所给数据 -
--- --- ---
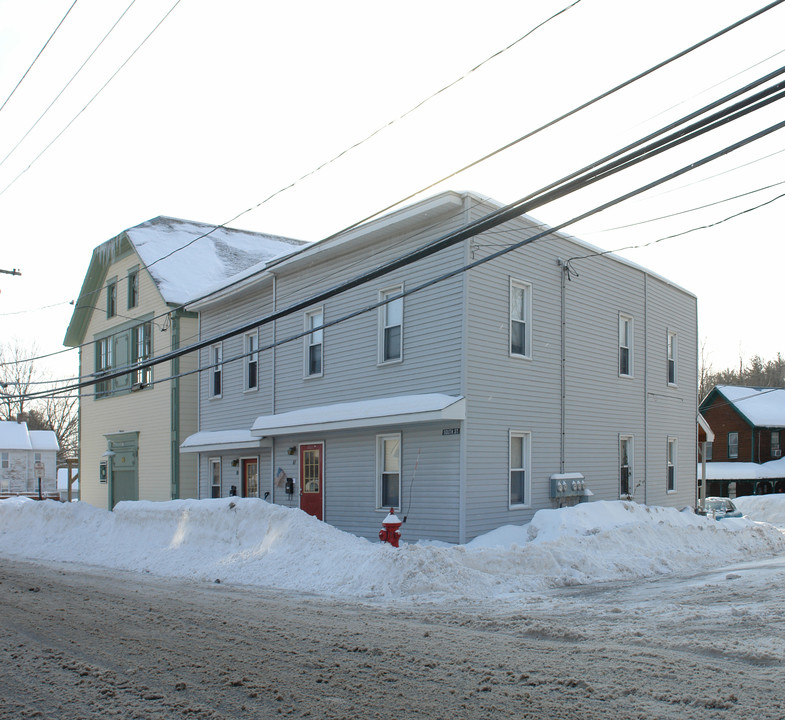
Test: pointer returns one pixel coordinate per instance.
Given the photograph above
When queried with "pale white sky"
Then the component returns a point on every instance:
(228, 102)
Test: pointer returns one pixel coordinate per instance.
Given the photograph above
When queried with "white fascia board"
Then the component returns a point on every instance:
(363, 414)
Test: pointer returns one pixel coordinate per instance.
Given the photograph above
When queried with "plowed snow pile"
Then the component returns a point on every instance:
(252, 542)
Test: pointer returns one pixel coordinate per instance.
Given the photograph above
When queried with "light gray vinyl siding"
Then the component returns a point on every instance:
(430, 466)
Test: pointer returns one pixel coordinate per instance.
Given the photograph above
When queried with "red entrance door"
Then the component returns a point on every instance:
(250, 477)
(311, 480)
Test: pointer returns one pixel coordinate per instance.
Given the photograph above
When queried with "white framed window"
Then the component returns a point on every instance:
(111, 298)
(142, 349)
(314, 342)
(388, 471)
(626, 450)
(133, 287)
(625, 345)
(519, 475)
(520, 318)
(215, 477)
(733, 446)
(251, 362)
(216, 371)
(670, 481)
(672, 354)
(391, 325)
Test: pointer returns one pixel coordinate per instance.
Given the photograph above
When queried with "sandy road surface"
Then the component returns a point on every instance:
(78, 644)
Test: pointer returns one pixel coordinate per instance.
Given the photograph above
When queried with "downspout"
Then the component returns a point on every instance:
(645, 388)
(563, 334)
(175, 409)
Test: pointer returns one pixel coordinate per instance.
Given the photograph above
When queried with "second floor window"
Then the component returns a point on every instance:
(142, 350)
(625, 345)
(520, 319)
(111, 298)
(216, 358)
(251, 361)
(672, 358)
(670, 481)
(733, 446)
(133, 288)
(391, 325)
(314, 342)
--- --- ---
请返回上方数据中包含字符串“queried”的每一行，匹配时区分大小写。

When queried with "pale white sky"
When queried with "white fascia board"
When queried with "plowed snow pile"
When queried with "light gray vinyl siding"
When queried with "red entrance door"
When queried with "white framed window"
When queried with "sandy road surface"
When queried with "downspout"
When queried with "second floor window"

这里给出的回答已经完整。